#### Document
Backroad Ramblings: Operation Resuscitation

September 30, 2011
Jason Giacchino
Jason Giacchino
Contributing Editor| Articles|RSS

A freelancer and published novelist Jason is currently the editor in chief of Mountain Bike Tales digital magazine and holds a State University of New York degree in applied science with a minor in journalism. When not hunched over a computer monitor, he can be found playing outside in the suburbs of Buffalo, New York.

Abandoned motorcycles
Our Rambling Man only got one season with his 2008 Polaris Outlaw 450MXR before life’s distractions set in – forcing the ATV to sit neglected for far too long.  

Were you to arrive at my community on Saturday morning of Labor Day weekend this past year at, say 8 a.m., you would have found a typical suburban cluster of any town USA. The serene hum of window air-conditioners would surround you and the traffic lights in the center of town would have stopped flashing intermittent red and returned to their usual tri-color arrangements. The mist of the night would quickly disappear around you – a sign that we were once again in for a bizarrely unseasonable hot day. And amidst all the tranquility there would be a faint trail of cussing leading directly to the area behind my house. You see, I was performing that most dastardly act of resuscitating a machine that ended up sitting way longer than anticipated, and if there’s anything that can be said for this type of project based on past experience, I was expecting one step forward then two steps back.

#### What this exercise asks
(1) In the Backroad Ramblings column, transcribe word for word the part that opens with the words containing "A freelancer and" and closes with "far too long.".
(2) Answer these questions about the Backroad Ramblings column:
(a) What degree does Jason Giacchino hold?
(b) Which ATV was left to sit neglected?
(c) At what time on the Saturday morning of Labor Day weekend does the scene in the author's community take place?

#### Rows
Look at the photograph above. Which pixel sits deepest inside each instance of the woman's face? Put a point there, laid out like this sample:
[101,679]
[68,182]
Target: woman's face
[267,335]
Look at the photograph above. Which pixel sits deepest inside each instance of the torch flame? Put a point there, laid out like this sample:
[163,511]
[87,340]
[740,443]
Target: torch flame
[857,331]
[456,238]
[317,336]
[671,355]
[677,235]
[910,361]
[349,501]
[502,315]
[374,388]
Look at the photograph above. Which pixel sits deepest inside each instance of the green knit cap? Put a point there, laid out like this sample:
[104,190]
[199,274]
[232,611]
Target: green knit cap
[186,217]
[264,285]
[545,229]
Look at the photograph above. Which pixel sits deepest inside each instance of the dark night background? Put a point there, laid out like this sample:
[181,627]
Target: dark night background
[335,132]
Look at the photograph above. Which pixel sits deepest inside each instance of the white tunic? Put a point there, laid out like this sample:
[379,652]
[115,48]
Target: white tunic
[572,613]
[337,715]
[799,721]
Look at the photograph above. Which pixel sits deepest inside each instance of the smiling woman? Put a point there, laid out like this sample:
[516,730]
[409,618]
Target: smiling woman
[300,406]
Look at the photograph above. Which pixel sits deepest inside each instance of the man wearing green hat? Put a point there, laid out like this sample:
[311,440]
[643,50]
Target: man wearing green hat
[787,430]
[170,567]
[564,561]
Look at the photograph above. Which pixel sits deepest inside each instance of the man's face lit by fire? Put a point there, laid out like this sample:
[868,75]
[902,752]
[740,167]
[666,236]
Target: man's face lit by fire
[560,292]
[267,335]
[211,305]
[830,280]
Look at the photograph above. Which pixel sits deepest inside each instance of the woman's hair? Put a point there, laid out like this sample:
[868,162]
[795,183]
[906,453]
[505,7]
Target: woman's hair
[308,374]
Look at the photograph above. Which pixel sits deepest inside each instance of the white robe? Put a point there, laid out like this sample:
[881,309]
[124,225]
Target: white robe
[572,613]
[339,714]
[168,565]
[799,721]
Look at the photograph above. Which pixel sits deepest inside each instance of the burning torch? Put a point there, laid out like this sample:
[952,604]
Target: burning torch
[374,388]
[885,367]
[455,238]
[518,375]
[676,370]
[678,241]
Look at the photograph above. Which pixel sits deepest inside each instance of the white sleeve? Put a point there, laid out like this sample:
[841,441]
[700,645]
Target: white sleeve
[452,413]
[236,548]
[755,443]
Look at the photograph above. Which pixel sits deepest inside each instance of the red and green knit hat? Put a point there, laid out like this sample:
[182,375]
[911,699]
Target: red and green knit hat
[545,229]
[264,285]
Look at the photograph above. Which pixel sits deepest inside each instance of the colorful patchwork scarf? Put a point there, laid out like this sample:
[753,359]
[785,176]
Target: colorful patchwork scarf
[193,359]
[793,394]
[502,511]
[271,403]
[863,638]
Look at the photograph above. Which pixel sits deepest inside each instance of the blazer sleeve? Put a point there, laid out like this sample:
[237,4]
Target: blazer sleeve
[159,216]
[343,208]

#### Replies
(1)
A freelancer and published novelist Jason is currently the editor in chief of Mountain Bike Tales digital magazine and holds a State University of New York degree in applied science with a minor in journalism. When not hunched over a computer monitor, he can be found playing outside in the suburbs of Buffalo, New York.

Abandoned motorcycles
Our Rambling Man only got one season with his 2008 Polaris Outlaw 450MXR before life’s distractions set in – forcing the ATV to sit neglected for far too long.

(2)
(a) A State University of New York degree in applied science with a minor in journalism.
(b) A 2008 Polaris Outlaw 450MXR.
(c) 8 a.m.